- [TASK] Take down each entry exactly as written.

⁂

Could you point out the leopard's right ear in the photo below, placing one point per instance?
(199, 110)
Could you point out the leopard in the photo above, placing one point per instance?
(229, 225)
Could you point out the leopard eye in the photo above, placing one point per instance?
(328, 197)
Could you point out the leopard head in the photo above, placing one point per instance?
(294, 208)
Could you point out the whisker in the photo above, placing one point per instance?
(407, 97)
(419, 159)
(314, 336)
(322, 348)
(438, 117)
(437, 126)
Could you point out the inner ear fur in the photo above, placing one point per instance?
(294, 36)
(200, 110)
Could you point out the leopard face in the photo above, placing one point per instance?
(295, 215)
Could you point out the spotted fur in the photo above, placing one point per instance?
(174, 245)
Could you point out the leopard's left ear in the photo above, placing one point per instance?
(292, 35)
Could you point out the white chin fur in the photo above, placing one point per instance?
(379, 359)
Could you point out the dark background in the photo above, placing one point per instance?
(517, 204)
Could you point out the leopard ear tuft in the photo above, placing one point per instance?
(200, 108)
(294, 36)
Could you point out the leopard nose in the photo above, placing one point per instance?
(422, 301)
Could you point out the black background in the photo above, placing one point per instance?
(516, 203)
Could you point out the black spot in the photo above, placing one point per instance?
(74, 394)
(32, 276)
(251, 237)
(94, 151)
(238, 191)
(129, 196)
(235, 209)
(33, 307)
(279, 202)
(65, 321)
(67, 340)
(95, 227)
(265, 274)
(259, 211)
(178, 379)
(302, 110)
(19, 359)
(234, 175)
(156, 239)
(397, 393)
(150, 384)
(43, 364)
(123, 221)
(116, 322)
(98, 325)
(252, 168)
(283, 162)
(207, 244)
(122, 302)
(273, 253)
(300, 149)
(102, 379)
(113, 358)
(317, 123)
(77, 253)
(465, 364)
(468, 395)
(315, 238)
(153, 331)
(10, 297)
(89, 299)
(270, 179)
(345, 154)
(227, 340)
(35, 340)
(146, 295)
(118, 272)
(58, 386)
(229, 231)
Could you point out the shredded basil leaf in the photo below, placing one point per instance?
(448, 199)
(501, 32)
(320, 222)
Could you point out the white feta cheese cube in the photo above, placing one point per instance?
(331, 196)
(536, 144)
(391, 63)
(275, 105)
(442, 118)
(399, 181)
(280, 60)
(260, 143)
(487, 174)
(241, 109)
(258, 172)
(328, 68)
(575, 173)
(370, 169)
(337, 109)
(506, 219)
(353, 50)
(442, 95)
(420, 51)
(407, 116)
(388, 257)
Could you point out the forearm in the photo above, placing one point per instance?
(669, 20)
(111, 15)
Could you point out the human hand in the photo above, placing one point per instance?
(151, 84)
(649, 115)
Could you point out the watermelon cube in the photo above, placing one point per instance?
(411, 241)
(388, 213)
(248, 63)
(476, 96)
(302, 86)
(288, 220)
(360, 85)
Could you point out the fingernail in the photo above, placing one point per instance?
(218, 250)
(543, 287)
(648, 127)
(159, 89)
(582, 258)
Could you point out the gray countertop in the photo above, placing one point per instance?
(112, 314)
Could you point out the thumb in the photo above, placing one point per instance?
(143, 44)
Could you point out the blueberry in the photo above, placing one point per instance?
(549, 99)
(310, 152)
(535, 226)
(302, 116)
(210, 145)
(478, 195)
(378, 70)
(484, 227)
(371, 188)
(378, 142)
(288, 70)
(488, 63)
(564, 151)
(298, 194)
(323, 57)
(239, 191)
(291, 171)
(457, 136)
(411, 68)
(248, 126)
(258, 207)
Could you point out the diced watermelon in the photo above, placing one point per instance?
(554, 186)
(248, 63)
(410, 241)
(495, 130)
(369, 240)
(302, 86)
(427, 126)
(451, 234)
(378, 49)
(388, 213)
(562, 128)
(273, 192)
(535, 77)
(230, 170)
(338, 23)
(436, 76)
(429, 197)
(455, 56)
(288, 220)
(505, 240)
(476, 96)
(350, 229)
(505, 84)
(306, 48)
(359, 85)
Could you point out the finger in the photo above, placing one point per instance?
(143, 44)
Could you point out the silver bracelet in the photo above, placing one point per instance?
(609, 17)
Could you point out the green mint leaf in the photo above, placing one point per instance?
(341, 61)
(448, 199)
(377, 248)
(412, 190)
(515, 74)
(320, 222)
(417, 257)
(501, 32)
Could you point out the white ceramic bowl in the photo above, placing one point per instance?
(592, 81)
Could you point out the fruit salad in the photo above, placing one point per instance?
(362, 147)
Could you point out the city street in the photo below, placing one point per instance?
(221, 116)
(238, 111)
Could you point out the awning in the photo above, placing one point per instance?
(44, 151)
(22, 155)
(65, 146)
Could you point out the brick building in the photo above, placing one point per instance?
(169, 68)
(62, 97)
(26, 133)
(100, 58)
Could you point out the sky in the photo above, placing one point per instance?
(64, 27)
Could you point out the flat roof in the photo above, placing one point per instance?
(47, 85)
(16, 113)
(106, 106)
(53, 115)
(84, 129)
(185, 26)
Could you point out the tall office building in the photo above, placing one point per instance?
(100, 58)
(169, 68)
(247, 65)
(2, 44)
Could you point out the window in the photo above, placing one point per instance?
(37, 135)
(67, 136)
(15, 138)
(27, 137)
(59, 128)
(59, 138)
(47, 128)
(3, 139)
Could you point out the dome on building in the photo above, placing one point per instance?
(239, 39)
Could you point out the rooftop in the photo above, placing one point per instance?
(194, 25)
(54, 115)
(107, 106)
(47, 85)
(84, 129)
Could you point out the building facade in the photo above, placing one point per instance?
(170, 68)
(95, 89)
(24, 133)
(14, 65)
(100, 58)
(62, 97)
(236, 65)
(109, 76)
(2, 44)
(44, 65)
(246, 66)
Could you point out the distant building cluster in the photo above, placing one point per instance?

⁂

- [SOLUTION FOR THIS EXERCISE]
Could you point out the leopard's right ear in the photo below, placing one point per instance?
(199, 110)
Could you point out the leopard in the photo above, placing one point per instance?
(229, 225)
Could you point out the leopard eye in the photo above, placing one point per instance?
(328, 197)
Could you point out the leopard head in the photo above, placing one point per instance?
(294, 208)
Could you point out the whisker in the photo above, placing one point per instance?
(407, 97)
(419, 159)
(314, 336)
(322, 348)
(438, 117)
(437, 126)
Could you point out the inner ear fur in the photo above, placing one point per instance?
(294, 36)
(200, 110)
Could you point out the leopard face in the photo above, placing one point per instance?
(295, 215)
Could you point out the spotted fur in the photo above, placing one point per instance?
(174, 245)
Could you point out the leopard's left ear in the photo above, placing one point per instance?
(292, 35)
Could you point out the white chin fur in the photo above, placing one point per instance?
(379, 359)
Could you point out the dark background in the photo above, placing one point per instance?
(517, 204)
Could you point out the leopard ear tuft in the photo above, placing one point per instance?
(200, 108)
(294, 36)
Could you point out the leopard nose in the photo above, placing one point per instance?
(422, 301)
Could you point out the black background in the photo above, placing one point per instance?
(516, 203)
Could you point out the black spot in the photo above, placing one point per instance?
(74, 394)
(32, 276)
(251, 237)
(94, 151)
(238, 191)
(129, 196)
(235, 209)
(33, 307)
(279, 202)
(65, 321)
(67, 340)
(95, 227)
(265, 274)
(259, 211)
(178, 379)
(302, 110)
(19, 359)
(234, 175)
(156, 239)
(397, 393)
(150, 384)
(43, 364)
(123, 221)
(116, 322)
(98, 325)
(252, 168)
(283, 162)
(207, 244)
(122, 302)
(273, 253)
(300, 149)
(102, 379)
(113, 358)
(317, 123)
(77, 253)
(465, 364)
(468, 395)
(315, 238)
(153, 331)
(10, 297)
(89, 299)
(270, 179)
(345, 154)
(227, 340)
(35, 340)
(146, 295)
(118, 272)
(58, 386)
(229, 231)
Could you point out the shredded basil leaf in the photo below, placing one point per instance?
(448, 199)
(501, 32)
(320, 222)
Could you point out the white feta cheese cube in the photo above, placing one point per instance?
(331, 196)
(536, 144)
(391, 63)
(275, 105)
(442, 118)
(399, 181)
(280, 60)
(260, 143)
(487, 174)
(241, 109)
(258, 172)
(328, 68)
(575, 173)
(370, 169)
(337, 109)
(506, 219)
(353, 50)
(442, 95)
(420, 51)
(407, 116)
(388, 257)
Could you point out the forearm in the photo above, placing one point per instance?
(669, 20)
(111, 15)
Could you point out the human hand in the photo above, placing one point per instance?
(151, 84)
(649, 115)
Could you point out the watermelon cube in the photo above, placing one point per instance?
(411, 241)
(388, 213)
(248, 63)
(476, 96)
(302, 86)
(288, 220)
(360, 85)
Could you point out the fingernail in the photo above, placing one point per instance?
(218, 250)
(543, 287)
(648, 127)
(159, 89)
(582, 258)
Could you point out the gray countertop in the photo above, placing one point per instance?
(112, 314)
Could you point out the thumb in the photo above, placing one point per instance?
(143, 44)
Could you point out the blueberry in the photo above, placing one point per instance?
(549, 99)
(310, 152)
(535, 226)
(302, 116)
(210, 145)
(478, 195)
(378, 70)
(484, 227)
(371, 188)
(378, 142)
(288, 70)
(488, 63)
(564, 151)
(298, 194)
(323, 57)
(239, 191)
(291, 171)
(457, 136)
(411, 68)
(248, 126)
(258, 207)
Could you point out the diced watermelon in the photo above, placing one point per instance?
(554, 186)
(248, 63)
(410, 241)
(495, 130)
(369, 240)
(302, 86)
(427, 126)
(451, 234)
(378, 49)
(388, 213)
(562, 128)
(273, 192)
(535, 77)
(230, 170)
(338, 23)
(436, 76)
(429, 197)
(455, 56)
(288, 220)
(505, 240)
(476, 96)
(350, 229)
(505, 84)
(306, 48)
(359, 85)
Could you point out the finger in the photo above, placing one point per instance?
(143, 44)
Could you point out the silver bracelet in the photo above, placing one point per instance?
(609, 17)
Could you point out the green mint leaf in the photo above, placing one point per instance?
(341, 61)
(448, 199)
(377, 248)
(412, 190)
(515, 74)
(320, 222)
(417, 257)
(501, 32)
Could you point out the white ceramic bowl in the photo above, placing one point per instance?
(592, 81)
Could you point out the fruit salad in the photo above, placing one point per instance?
(362, 147)
Could you point out the city street in the photo below, placing one point per instance?
(221, 116)
(238, 111)
Could you point out the awning in the photo above, placing one point per instance?
(44, 151)
(22, 155)
(65, 146)
Could you point out the brick building in the photo above, placing one point per instance?
(169, 68)
(62, 97)
(26, 133)
(100, 58)
Could you point out the sky in the photo above, placing one point per instance?
(64, 27)
Could you point out the flat roof in the photo above, placing one point per instance?
(47, 85)
(16, 113)
(106, 106)
(53, 115)
(84, 129)
(185, 26)
Could you point out the tall office building in the photo above, placing one point per instance?
(100, 58)
(169, 68)
(247, 65)
(2, 44)
Could you point out the window in the photo above, placing one point per instance?
(37, 135)
(67, 136)
(15, 138)
(27, 137)
(59, 128)
(59, 138)
(47, 128)
(3, 139)
Could you point out the dome on building in the photo above, placing one point per instance?
(239, 39)
Could you point out the rooftop in the photo above, placing one point per instance?
(194, 25)
(54, 115)
(107, 106)
(47, 85)
(84, 129)
Could you point out the building facade in the photo above, placing one point per instance?
(170, 68)
(95, 89)
(24, 133)
(14, 65)
(100, 58)
(62, 97)
(236, 65)
(109, 76)
(2, 44)
(44, 65)
(246, 66)
Could you point out the distant building cluster in the photo above, placing one point per instance?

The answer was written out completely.